* _WHAT IS NEEDED_
Select the lines below containing the word "this".

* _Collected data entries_
- - - -

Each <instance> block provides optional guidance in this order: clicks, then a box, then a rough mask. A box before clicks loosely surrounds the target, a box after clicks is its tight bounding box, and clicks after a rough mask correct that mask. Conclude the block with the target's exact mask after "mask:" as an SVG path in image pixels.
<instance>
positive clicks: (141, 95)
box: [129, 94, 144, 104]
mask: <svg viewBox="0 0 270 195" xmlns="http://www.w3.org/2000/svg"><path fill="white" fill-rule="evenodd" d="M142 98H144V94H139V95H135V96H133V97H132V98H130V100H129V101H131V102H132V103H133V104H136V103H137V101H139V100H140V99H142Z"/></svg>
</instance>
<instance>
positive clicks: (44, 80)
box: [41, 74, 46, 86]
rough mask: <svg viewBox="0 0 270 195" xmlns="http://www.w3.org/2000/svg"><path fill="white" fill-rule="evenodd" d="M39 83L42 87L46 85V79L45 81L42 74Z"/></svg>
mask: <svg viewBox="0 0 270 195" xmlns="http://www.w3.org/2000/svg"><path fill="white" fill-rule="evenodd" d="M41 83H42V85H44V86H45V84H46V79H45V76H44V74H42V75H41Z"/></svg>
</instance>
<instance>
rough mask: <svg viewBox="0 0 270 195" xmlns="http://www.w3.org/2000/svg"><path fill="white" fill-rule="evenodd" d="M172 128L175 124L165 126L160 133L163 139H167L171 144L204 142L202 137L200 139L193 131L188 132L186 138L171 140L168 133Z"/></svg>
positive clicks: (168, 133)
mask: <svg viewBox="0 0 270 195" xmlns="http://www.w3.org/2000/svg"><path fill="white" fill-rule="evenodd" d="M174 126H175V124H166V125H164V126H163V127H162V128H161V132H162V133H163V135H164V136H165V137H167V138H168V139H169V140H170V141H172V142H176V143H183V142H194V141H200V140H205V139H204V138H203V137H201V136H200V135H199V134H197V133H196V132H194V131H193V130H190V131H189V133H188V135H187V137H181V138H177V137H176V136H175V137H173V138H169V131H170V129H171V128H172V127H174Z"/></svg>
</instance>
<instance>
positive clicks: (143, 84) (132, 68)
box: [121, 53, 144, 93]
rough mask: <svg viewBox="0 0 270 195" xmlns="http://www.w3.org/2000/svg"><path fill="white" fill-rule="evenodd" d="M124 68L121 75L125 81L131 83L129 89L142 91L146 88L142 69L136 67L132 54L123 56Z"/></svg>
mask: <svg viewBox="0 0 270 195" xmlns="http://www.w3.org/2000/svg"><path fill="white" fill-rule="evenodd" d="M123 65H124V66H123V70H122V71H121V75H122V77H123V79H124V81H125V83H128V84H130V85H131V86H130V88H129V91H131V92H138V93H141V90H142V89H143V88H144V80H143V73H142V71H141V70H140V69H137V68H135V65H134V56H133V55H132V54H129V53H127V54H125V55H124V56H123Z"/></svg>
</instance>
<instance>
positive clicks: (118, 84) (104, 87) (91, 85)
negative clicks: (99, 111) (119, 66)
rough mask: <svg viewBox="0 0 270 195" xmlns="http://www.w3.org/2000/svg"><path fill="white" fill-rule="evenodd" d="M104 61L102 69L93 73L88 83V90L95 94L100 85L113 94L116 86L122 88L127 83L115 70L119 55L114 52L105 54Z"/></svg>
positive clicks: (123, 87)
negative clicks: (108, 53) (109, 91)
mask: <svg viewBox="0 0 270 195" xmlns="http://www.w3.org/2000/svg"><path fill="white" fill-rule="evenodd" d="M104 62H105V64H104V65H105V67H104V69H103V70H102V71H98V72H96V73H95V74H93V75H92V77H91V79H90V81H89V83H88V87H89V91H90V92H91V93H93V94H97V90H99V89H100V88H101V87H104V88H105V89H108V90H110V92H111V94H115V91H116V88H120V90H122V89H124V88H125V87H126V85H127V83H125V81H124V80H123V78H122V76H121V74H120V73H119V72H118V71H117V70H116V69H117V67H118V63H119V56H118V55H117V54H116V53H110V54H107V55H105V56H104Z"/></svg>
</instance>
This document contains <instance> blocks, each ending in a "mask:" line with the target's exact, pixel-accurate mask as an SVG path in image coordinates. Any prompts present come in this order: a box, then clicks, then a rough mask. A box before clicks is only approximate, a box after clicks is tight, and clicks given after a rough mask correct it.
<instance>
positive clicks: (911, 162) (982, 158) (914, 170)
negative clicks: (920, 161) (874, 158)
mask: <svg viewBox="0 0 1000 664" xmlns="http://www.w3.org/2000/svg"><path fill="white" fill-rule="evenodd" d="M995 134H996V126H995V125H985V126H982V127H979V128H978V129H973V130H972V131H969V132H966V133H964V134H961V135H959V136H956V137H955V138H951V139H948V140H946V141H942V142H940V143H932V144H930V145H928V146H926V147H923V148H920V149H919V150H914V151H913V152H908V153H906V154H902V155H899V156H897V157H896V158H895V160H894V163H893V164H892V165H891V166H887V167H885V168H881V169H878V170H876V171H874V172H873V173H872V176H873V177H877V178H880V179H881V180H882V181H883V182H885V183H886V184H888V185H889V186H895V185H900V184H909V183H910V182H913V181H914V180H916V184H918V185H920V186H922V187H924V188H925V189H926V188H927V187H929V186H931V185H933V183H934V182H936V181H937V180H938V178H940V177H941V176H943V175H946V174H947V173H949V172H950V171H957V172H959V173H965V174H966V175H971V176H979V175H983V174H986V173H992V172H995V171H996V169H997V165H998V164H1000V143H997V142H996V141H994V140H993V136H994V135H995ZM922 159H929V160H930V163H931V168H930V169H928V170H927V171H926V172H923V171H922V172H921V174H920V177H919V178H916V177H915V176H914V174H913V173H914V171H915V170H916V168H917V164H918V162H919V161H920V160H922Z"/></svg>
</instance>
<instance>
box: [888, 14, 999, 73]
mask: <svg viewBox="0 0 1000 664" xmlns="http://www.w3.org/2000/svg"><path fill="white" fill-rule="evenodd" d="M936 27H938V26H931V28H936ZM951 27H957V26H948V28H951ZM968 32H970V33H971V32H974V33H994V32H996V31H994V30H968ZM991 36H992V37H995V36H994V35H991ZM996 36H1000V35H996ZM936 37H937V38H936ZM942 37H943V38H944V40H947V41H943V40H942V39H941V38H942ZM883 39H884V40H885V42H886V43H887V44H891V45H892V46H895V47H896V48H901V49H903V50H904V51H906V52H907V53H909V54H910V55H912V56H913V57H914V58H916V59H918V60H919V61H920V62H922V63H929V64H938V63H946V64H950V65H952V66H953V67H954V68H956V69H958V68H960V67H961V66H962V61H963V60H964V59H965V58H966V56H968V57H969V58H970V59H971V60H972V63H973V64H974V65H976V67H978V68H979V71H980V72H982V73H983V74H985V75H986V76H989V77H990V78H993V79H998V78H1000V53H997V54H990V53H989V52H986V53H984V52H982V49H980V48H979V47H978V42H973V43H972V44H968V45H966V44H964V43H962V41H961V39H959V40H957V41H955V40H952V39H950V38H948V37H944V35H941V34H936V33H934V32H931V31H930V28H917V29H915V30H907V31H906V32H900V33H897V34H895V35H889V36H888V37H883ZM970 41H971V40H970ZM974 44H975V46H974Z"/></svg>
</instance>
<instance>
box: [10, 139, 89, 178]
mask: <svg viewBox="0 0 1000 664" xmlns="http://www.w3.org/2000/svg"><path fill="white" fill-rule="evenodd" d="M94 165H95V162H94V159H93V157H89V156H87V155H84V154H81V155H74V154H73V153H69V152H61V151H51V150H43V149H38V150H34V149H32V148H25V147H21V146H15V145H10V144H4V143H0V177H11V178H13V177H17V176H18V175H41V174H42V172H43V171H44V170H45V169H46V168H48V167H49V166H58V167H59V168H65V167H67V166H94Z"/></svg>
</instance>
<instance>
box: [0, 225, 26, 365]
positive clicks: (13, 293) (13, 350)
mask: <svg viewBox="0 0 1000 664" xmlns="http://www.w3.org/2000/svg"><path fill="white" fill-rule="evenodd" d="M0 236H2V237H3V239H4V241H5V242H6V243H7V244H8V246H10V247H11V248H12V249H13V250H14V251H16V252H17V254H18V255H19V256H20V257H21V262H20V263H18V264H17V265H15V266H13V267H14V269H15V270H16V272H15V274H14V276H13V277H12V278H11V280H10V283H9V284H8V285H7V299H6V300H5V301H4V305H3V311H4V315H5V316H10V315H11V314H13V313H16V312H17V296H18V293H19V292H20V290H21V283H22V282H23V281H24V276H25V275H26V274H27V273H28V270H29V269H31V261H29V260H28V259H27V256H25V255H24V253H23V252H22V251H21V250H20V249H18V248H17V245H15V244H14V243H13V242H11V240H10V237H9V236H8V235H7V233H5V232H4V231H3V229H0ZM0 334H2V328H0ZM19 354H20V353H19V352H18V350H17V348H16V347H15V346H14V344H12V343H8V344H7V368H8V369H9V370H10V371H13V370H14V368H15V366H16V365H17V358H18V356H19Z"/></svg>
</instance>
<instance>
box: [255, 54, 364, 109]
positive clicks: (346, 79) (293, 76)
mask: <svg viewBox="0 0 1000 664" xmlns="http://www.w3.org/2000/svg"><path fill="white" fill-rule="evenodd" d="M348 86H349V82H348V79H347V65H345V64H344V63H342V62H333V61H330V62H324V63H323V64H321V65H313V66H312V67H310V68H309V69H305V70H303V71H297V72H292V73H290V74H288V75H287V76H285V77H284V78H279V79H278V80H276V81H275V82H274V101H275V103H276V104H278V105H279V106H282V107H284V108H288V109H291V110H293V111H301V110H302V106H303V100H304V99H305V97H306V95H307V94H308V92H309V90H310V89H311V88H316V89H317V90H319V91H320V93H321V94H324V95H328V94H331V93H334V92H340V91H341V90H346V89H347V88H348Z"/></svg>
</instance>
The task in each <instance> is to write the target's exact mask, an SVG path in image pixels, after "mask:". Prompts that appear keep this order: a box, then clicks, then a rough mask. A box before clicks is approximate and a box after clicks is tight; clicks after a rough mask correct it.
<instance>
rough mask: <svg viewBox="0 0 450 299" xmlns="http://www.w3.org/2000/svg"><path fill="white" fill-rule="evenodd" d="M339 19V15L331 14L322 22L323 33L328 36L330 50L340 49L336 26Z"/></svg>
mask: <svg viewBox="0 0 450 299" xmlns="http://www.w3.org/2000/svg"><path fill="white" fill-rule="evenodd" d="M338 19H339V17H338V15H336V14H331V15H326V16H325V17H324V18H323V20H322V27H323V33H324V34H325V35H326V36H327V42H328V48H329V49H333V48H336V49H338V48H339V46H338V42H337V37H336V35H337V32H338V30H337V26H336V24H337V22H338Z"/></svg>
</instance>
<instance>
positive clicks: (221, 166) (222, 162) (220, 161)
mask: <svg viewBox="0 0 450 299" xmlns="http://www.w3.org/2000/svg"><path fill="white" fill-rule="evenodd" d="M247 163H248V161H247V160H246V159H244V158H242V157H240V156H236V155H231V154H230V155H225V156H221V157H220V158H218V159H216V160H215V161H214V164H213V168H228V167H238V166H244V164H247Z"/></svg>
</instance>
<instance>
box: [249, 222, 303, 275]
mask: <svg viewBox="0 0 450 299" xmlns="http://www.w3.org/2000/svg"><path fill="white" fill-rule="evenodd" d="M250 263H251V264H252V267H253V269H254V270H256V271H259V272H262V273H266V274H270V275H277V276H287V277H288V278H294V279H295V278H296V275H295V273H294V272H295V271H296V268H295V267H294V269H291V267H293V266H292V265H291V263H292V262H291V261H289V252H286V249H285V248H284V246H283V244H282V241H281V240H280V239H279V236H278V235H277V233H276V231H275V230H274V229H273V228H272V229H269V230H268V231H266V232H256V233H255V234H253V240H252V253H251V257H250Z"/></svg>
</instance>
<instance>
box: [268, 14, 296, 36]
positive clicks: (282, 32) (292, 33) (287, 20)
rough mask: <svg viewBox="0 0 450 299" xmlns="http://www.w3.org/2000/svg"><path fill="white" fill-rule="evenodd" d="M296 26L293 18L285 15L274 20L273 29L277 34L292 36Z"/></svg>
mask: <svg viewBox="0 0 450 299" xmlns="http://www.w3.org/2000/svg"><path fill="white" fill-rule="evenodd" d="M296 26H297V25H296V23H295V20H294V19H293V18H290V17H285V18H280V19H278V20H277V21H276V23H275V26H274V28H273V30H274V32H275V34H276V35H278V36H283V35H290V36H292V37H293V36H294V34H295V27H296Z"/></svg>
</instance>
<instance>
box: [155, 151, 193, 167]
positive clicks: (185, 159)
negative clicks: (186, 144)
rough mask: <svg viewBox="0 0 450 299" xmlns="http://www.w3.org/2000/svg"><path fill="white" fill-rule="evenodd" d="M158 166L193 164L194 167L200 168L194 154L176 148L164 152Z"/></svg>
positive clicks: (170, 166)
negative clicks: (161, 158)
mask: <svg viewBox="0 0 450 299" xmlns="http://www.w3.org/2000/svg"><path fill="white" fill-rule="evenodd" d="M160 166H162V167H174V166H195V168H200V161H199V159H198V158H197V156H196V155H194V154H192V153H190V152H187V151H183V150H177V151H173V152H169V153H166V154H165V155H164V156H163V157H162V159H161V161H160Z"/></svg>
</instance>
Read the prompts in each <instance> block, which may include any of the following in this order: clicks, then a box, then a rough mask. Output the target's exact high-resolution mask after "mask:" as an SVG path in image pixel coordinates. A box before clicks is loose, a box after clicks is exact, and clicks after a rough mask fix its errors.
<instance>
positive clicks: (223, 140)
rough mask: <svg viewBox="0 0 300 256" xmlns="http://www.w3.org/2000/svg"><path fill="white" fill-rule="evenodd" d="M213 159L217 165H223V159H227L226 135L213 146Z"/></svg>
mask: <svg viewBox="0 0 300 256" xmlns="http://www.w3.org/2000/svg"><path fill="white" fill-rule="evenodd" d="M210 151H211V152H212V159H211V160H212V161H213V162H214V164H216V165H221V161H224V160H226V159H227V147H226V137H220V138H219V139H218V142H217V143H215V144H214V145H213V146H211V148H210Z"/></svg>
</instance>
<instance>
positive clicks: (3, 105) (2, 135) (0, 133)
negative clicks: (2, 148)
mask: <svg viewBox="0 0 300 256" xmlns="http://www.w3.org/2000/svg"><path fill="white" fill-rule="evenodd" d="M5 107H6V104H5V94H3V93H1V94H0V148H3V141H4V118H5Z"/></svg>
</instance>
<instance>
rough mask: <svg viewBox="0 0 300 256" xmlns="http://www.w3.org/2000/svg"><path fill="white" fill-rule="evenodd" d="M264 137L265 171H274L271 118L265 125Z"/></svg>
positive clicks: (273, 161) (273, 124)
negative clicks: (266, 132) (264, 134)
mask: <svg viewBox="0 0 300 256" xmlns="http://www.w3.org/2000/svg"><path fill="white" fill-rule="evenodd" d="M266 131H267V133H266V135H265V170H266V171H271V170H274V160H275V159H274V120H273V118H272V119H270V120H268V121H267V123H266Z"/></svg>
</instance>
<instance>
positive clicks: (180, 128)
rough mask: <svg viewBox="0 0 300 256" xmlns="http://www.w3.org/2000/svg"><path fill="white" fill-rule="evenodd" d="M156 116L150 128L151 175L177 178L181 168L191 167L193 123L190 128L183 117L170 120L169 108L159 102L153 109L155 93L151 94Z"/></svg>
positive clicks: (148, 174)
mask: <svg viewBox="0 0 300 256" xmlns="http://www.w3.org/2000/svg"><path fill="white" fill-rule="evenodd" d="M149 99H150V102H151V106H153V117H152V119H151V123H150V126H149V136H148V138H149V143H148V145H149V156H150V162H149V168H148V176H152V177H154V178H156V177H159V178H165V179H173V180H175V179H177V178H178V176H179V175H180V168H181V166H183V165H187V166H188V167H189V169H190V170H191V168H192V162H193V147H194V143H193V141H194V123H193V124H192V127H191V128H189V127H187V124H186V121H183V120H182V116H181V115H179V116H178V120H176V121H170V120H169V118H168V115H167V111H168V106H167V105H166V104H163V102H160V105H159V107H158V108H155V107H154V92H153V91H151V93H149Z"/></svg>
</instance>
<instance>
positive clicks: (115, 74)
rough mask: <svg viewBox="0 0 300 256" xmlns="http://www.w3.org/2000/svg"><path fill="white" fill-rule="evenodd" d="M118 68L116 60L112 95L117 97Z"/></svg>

- - - -

* _WRITTEN RESPONSE_
Each <instance> block provides optional guidance in this order: clicks, then a box, then a rough mask. A box before clicks loosely surrounds the target, a box after clicks is its tight bounding box, and clicks after a rough mask correct that mask. Conclude the block with the target's exact mask after "mask:" as an SVG path in image pixels.
This document contains <instance> blocks, each ending in a "mask:" line with the target's exact, pixel-accurate mask as an SVG path in image coordinates. Any prompts present come in this order: a box, then clicks, then a rough mask. A box before clicks is only approximate, a box after clicks is tight, and clicks given after a rough mask correct it.
The task in each <instance> is to write the target's exact mask, an SVG path in image pixels, after "mask:". Prompts that appear keep this order: a box, then clicks, then a rough mask. A box before clicks is approximate and a box after clicks is tight; clicks after a rough mask correct it.
Read the prompts in each <instance> block, which may include any of the following in this order: clicks, then a box, then a rough mask. Output the target's exact high-resolution mask after "mask:" as an SVG path in image pixel coordinates. A box before clicks is loose, a box after clicks is exact, and clicks after a rough mask fix its errors.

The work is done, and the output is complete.